Written instruction — Output the lines of the entries below as a JSON list of strings, one string per line, from the line with "Note: for this drill, mark the black" up to and including the final line of the entries. Skip blank lines, and leave the pictures out of the answer.

Data listing —

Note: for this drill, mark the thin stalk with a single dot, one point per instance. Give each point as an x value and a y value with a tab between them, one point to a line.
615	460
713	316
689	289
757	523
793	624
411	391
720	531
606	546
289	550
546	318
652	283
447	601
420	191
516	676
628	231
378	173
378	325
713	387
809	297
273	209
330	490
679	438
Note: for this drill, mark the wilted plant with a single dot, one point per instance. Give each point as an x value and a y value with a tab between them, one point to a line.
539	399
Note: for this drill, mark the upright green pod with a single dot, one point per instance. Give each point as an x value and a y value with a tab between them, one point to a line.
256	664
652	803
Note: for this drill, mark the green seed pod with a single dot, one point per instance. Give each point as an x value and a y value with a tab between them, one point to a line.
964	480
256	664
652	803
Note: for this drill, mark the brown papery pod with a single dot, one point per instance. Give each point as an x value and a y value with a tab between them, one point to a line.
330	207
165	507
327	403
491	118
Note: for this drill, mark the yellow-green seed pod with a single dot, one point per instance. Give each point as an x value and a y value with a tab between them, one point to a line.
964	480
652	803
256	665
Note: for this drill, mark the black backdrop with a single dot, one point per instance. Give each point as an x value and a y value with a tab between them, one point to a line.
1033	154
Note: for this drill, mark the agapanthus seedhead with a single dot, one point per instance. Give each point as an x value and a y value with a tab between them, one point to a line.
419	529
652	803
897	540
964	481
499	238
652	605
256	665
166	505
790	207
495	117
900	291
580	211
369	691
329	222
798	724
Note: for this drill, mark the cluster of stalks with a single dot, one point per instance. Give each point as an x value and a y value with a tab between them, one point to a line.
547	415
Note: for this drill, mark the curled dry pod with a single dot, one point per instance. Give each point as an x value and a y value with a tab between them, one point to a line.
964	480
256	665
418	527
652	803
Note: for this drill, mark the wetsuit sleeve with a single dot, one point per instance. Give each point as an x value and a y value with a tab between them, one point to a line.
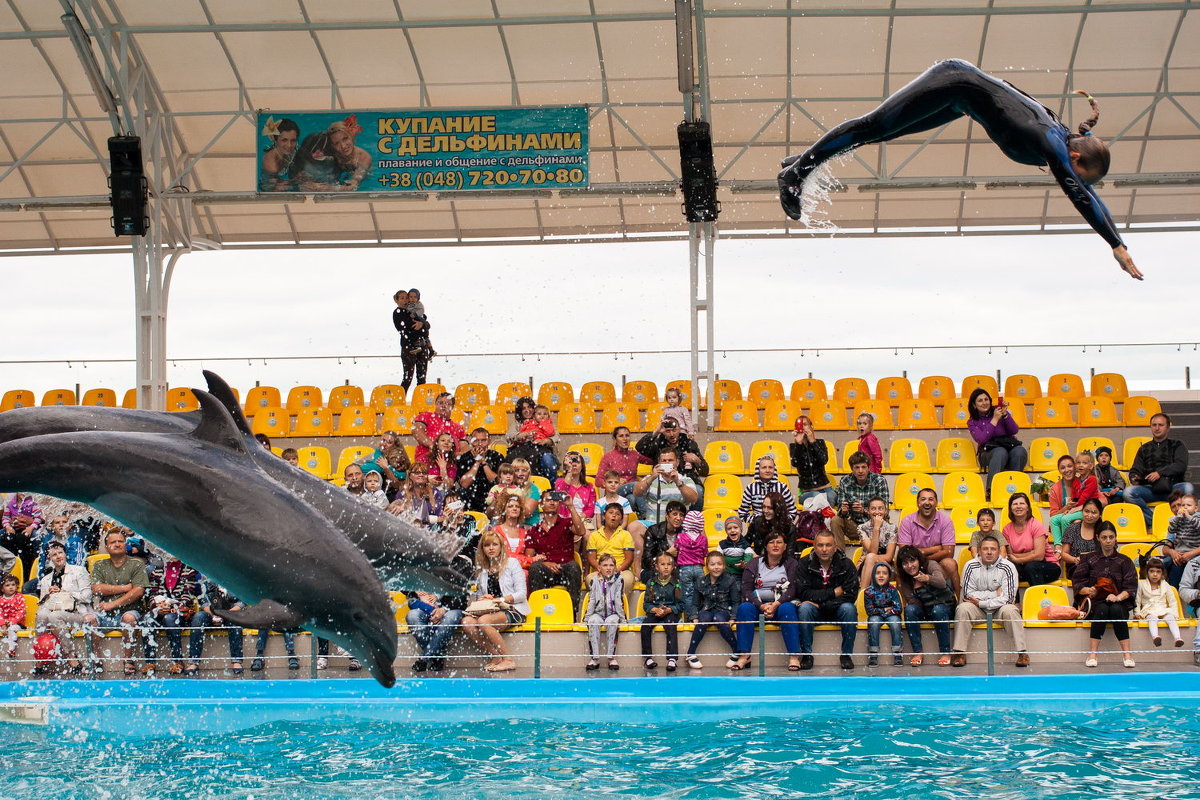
1085	200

The solution —
[
  "Note: for this drill, mark the black backdrop with a single dot, one point per instance. Give each point as an x value and a y value with a tab between them, one point to a line.",
  "1033\t154",
  "Note: for this drill, mark the agapanthus seedhead with a single dot, one point per instance. Give each point as an x value and a y value with a tab between them, one point to a line.",
  "419\t529",
  "652\t803",
  "897\t540",
  "964\t481",
  "499\t238",
  "652\t605",
  "256\t665",
  "166\t505",
  "790\t207",
  "495\t117",
  "900\t291",
  "580\t211",
  "369\t691",
  "329\t222",
  "798\t724",
  "Note: for this drill, mark the cluster of stalks with a single dot, one point per instance. Give each point as an x value and a y value with a tab between them, one point to a line.",
  "547\t415",
  "Note: for this drill, mark the curled dry pod with a single dot, one point per instance. Give each point as an x value and a y value with a tab between them, one point to a line.",
  "964\t480",
  "256\t665",
  "418\t527",
  "652\t803",
  "Note: for this drill, mark the wetsuit sleeve with a single dot, one point per instance. Give each point as an x value and a y value with a tab between them, one point to a line.",
  "1085\t200"
]